**WHAT IS NEEDED**
Collect each line of the entries that holds the string "ship".

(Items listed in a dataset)
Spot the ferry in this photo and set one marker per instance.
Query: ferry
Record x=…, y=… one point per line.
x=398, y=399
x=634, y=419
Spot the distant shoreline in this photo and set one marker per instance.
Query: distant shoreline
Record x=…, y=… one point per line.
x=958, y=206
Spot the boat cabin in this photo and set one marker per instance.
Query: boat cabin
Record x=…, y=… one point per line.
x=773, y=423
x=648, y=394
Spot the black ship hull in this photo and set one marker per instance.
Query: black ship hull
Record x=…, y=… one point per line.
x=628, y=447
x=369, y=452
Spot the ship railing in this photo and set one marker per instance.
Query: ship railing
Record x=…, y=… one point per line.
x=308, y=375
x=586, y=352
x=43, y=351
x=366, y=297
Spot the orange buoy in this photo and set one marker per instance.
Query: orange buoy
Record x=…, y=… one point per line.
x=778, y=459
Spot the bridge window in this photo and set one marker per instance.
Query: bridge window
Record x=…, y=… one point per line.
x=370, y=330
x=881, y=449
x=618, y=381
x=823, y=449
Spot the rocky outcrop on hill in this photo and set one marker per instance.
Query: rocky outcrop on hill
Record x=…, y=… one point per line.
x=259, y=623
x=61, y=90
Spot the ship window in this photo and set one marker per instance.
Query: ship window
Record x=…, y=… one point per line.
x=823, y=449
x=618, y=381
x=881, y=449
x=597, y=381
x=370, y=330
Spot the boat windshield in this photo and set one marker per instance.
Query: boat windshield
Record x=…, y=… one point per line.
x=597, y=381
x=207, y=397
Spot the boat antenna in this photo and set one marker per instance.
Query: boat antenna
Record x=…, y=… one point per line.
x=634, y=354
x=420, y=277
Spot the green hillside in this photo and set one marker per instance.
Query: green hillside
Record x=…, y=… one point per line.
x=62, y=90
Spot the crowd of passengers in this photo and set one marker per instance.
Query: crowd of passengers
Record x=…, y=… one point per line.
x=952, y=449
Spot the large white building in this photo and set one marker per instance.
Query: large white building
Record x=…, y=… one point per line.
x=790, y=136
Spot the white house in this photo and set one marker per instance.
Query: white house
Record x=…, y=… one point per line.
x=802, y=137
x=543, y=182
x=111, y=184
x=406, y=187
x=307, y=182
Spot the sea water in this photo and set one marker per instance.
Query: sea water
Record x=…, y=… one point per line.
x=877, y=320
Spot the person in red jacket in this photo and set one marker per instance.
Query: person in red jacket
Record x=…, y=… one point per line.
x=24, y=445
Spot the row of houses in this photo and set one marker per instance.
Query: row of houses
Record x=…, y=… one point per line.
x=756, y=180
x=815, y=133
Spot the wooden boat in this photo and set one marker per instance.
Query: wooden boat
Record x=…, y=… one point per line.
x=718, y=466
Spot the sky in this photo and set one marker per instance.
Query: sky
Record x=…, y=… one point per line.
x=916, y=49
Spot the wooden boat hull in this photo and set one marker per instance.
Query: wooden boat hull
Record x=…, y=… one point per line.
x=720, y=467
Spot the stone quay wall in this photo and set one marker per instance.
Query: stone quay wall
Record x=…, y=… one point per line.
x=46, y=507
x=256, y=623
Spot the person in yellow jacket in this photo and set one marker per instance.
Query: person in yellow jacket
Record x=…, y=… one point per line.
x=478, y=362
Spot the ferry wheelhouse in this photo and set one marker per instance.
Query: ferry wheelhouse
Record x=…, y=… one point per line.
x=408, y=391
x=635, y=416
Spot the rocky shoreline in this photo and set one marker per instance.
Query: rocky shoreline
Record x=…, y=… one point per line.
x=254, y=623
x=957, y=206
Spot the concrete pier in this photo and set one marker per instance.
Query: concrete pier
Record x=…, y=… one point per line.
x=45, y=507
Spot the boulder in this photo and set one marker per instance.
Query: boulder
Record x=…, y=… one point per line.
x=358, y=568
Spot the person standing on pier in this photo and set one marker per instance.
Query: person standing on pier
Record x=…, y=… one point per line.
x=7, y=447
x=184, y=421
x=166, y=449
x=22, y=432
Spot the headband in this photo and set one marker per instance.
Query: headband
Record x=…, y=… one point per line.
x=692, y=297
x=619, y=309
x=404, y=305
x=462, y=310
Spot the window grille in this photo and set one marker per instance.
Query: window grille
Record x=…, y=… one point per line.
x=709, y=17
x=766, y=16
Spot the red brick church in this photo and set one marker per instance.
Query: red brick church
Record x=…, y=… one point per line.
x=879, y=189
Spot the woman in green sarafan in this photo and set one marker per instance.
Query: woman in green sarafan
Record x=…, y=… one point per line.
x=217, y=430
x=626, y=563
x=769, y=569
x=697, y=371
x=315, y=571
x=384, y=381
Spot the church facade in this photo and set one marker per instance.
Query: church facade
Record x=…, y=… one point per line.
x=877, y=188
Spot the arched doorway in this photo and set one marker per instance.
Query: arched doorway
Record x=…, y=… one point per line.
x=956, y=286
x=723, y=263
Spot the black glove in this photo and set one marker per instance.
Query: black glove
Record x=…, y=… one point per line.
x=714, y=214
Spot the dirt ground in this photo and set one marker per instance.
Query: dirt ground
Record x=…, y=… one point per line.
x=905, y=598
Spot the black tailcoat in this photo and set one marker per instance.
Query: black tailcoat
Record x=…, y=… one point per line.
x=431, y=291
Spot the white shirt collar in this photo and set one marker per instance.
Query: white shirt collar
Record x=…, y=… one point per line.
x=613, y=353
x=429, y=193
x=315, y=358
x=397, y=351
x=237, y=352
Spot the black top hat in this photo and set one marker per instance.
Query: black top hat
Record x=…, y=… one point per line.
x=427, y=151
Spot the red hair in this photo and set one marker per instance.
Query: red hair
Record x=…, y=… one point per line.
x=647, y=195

**RESPONSE TO THIS TASK**
Spot the black ship hull in this photo and set one marker per instance.
Query: black ship hull
Spot the ship railing in this photo and set one marker per instance.
Query: ship railing
Spot the ship window in this photo and set one marker per instance.
Query: ship window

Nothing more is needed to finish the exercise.